Exercise objective
Copy the line containing "Reviewer note: confirm that each instance of the person in white", then all lines after it up to and including the final line of the material, exactly and without additions.

Dataset entries
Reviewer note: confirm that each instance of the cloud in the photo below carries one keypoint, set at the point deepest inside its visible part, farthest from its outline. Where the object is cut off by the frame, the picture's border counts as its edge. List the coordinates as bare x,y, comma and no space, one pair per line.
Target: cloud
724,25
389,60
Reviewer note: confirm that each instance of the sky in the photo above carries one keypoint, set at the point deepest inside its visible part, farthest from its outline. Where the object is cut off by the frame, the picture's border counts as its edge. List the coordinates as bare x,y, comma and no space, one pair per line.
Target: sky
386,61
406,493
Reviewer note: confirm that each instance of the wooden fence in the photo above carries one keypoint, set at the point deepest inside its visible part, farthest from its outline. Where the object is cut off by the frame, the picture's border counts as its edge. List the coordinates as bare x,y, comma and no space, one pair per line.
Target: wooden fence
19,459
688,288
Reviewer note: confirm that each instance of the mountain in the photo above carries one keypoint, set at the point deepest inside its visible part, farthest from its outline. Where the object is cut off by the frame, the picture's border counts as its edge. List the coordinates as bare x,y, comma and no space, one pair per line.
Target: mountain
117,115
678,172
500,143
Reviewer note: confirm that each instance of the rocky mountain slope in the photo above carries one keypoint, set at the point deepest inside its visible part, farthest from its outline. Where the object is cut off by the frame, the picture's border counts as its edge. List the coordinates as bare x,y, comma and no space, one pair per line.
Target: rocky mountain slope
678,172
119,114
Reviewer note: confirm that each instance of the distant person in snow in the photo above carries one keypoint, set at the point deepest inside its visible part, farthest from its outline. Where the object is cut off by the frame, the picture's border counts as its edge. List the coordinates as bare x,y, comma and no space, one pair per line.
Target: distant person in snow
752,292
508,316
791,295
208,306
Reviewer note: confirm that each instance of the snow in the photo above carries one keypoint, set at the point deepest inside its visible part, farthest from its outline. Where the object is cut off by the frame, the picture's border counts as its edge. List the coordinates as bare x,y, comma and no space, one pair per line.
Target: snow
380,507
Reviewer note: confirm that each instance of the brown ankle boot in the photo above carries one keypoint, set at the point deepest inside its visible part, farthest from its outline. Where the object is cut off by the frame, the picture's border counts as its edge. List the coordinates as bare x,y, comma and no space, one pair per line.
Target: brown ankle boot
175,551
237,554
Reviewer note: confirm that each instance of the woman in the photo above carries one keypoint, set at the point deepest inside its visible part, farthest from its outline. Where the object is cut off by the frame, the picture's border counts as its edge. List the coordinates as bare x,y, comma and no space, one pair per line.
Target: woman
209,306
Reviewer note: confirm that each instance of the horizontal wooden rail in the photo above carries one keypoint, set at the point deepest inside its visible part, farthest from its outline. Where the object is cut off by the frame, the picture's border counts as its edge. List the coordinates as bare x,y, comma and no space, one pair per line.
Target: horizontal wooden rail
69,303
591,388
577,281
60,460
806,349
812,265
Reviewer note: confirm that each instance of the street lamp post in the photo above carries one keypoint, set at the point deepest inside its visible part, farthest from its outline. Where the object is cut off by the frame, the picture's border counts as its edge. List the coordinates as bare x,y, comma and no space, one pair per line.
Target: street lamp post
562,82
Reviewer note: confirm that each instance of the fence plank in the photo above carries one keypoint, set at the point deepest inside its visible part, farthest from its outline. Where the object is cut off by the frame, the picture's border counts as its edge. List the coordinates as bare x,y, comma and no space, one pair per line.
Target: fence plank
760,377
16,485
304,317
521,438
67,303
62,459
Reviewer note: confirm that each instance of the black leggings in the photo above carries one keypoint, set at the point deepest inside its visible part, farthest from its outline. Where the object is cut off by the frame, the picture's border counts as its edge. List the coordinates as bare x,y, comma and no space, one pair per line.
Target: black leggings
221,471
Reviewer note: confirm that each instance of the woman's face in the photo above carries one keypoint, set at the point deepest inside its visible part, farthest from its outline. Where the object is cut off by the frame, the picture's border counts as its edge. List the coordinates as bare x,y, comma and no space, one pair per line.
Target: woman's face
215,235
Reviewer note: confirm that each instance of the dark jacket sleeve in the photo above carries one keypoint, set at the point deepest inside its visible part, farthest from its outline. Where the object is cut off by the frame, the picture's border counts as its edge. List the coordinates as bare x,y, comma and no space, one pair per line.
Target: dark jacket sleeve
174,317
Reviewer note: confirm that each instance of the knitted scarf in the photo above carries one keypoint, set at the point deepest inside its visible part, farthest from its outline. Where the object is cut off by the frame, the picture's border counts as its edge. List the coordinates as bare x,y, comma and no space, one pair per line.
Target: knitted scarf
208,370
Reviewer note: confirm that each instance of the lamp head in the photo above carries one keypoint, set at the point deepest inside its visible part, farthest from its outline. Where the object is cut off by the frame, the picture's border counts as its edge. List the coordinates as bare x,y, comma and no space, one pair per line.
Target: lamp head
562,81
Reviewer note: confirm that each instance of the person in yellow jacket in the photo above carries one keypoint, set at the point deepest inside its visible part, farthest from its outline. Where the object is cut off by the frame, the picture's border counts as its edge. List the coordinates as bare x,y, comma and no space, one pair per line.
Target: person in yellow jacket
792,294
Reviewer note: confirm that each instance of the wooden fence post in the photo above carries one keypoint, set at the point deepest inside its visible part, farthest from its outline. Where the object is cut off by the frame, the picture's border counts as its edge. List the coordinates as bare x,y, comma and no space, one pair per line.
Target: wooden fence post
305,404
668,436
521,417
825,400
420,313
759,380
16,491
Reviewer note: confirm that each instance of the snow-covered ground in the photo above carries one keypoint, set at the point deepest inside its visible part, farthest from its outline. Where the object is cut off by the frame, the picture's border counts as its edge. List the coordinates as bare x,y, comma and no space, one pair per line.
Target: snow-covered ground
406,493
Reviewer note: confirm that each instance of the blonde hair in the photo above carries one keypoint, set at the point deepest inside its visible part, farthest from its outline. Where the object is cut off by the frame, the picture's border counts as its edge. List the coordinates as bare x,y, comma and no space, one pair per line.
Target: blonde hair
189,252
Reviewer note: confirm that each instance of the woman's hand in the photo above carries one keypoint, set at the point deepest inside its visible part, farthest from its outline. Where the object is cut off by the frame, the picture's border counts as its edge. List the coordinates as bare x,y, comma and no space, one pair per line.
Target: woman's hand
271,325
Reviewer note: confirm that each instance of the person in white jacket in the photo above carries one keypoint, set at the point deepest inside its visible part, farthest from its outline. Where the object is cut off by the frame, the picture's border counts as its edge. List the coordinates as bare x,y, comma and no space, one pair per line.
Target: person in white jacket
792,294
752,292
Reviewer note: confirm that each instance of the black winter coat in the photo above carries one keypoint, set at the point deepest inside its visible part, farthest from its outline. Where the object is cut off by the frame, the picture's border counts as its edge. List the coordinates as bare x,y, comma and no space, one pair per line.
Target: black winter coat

Written answer
Reviewer note: confirm that each instance of the person in white jacket in the photo above carries one keypoint, set at the point deepest inside its visible part, farthest from its outline. Where the object is cut off by the frame, the picture's border counts as its edge. List the coordinates as bare x,y, comma and no space, one pair per line.
Target: person in white jacket
792,294
752,292
Reviewer note: confirm that each instance of the black winter coat in the photo above carries one keypoint, set at the point deepest inside its visible part, farthest from its outline. Where the object is cut off by the frame, the picture's border counts as its edge. List the coordinates as bare x,y, comma and no space, one pair per line.
Target: black winter coat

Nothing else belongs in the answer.